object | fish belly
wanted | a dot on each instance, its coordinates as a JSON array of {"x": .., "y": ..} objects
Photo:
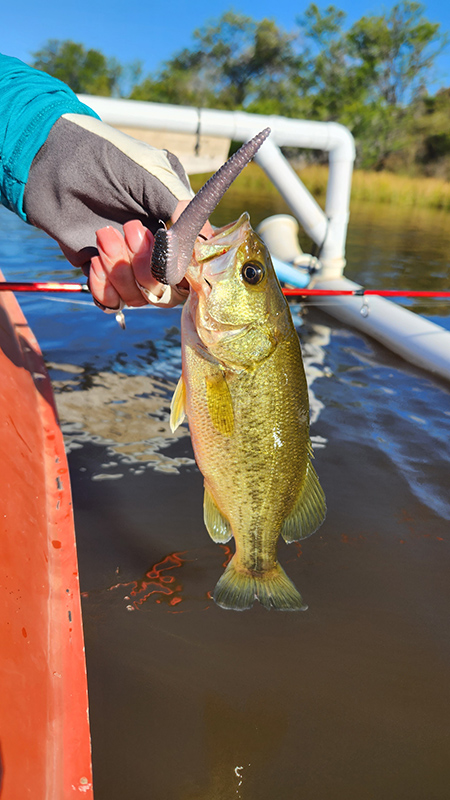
[{"x": 255, "y": 471}]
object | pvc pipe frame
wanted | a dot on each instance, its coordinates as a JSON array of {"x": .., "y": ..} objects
[{"x": 328, "y": 230}]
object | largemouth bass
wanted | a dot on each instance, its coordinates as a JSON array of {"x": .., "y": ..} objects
[{"x": 244, "y": 391}]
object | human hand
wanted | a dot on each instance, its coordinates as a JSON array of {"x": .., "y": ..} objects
[
  {"x": 121, "y": 275},
  {"x": 88, "y": 175}
]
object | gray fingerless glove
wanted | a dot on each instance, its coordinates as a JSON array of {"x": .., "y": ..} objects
[{"x": 88, "y": 175}]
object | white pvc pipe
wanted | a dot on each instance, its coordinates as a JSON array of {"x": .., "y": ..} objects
[
  {"x": 327, "y": 229},
  {"x": 413, "y": 337}
]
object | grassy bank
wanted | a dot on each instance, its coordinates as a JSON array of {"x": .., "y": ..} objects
[{"x": 376, "y": 187}]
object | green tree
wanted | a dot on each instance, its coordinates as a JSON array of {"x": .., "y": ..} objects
[
  {"x": 367, "y": 76},
  {"x": 85, "y": 71},
  {"x": 234, "y": 62}
]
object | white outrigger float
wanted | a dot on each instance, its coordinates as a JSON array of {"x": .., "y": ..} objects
[{"x": 410, "y": 335}]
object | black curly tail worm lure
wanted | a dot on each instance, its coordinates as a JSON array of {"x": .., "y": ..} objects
[{"x": 172, "y": 250}]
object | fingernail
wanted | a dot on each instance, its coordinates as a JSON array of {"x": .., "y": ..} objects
[{"x": 110, "y": 241}]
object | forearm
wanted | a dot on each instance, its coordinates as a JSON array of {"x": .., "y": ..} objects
[{"x": 30, "y": 103}]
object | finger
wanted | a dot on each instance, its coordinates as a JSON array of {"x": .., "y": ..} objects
[
  {"x": 100, "y": 286},
  {"x": 116, "y": 262},
  {"x": 139, "y": 242}
]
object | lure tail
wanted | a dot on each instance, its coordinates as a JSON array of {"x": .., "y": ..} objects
[
  {"x": 238, "y": 589},
  {"x": 172, "y": 250}
]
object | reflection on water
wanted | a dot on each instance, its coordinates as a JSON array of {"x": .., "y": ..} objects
[
  {"x": 187, "y": 701},
  {"x": 129, "y": 413}
]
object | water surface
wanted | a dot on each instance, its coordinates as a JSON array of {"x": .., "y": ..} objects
[{"x": 347, "y": 701}]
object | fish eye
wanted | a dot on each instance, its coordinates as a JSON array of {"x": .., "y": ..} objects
[{"x": 252, "y": 273}]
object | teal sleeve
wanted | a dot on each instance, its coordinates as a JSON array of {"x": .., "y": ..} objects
[{"x": 30, "y": 103}]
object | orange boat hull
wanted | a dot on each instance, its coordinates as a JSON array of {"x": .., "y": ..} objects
[{"x": 44, "y": 726}]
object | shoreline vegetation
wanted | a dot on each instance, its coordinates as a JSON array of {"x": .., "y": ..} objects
[
  {"x": 367, "y": 186},
  {"x": 372, "y": 75}
]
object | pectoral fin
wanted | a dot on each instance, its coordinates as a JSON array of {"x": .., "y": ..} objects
[
  {"x": 220, "y": 405},
  {"x": 309, "y": 510},
  {"x": 178, "y": 405},
  {"x": 217, "y": 525}
]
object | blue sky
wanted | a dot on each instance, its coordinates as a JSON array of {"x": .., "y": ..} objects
[{"x": 152, "y": 32}]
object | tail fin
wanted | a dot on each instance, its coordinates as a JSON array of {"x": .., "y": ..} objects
[{"x": 237, "y": 589}]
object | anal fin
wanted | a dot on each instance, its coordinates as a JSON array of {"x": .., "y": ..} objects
[
  {"x": 217, "y": 525},
  {"x": 309, "y": 510}
]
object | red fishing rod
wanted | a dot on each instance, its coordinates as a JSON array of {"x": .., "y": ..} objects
[{"x": 53, "y": 286}]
☆ ☆ ☆ ☆ ☆ ☆ ☆
Task item » Return all lines from the data above with "tail" in them.

Solution to this problem »
object | black curly tail worm lure
object | lure tail
object | tail fin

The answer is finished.